[Stored dataset items]
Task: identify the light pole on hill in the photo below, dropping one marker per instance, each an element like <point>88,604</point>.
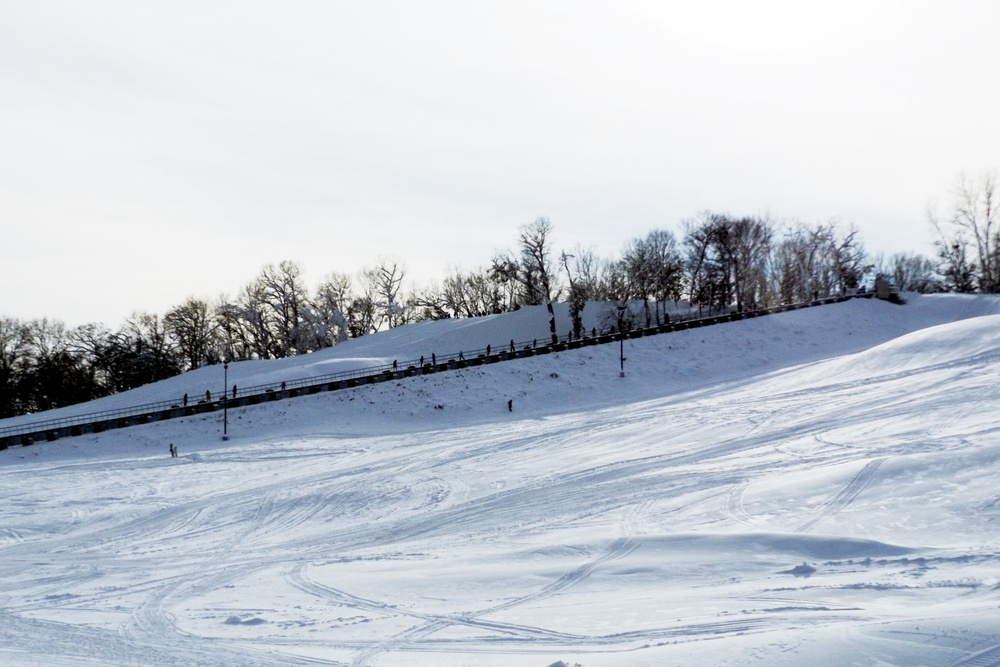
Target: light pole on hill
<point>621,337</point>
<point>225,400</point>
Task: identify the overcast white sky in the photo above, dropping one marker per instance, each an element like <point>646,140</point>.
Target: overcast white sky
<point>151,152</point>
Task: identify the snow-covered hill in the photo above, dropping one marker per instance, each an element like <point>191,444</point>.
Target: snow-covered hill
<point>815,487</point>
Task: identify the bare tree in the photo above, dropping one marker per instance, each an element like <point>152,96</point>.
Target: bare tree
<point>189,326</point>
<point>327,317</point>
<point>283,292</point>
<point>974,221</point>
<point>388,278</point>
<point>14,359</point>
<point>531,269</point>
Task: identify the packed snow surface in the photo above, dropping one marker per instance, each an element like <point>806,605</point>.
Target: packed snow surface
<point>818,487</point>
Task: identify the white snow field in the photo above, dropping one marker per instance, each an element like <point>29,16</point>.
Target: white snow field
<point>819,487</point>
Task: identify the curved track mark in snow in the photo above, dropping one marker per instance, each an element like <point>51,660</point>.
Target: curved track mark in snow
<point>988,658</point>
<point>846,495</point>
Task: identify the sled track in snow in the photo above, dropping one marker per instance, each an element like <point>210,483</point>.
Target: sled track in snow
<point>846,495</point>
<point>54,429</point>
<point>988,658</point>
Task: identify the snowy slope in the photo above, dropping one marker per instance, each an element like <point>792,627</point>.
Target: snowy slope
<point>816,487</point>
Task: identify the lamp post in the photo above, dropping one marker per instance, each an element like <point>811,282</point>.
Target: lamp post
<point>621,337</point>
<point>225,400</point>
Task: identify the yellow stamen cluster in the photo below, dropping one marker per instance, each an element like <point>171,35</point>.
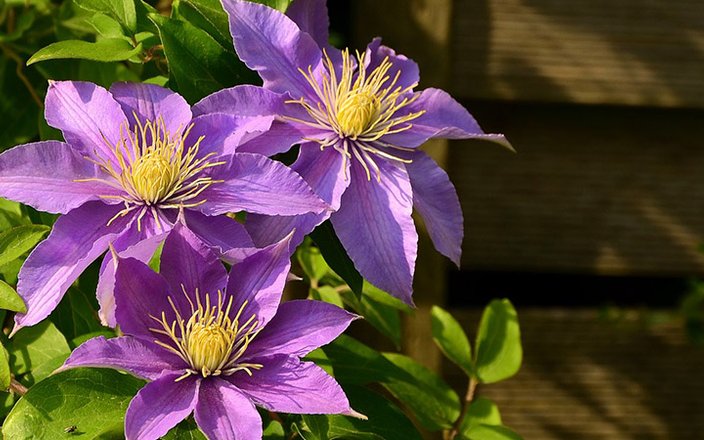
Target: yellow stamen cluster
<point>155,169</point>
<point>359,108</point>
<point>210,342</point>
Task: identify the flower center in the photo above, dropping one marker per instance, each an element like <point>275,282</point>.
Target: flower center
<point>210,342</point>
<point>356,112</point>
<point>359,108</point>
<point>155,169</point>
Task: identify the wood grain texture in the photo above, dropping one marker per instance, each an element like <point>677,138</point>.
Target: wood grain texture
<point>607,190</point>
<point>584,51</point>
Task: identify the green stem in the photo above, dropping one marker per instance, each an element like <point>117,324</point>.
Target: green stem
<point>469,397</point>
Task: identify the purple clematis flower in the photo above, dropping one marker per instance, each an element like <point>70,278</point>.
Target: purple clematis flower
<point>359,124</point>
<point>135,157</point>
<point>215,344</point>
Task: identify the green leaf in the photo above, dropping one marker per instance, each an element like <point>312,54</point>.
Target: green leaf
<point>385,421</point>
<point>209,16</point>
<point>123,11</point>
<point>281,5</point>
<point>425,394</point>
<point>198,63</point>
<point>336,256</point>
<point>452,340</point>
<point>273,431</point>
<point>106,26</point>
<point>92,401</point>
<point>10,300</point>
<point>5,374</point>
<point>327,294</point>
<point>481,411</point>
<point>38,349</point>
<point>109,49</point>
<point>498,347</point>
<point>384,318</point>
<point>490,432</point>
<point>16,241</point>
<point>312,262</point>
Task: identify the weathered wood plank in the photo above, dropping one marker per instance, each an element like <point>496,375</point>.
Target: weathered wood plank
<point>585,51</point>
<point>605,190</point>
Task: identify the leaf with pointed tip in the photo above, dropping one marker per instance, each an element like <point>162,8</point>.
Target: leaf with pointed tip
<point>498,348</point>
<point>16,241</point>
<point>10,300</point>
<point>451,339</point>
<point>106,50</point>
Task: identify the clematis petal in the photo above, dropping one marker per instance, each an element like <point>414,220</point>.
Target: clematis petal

**What you need to do**
Look through the data and gather every line with the string "below" in it.

**Task response**
Task: identify the light pole on hill in the photo below, dropping one marker per instance, each an element like <point>88,604</point>.
Task: identify the yellow stamen cluster in the photo below, dropping one marker per instance, each an element like <point>171,35</point>.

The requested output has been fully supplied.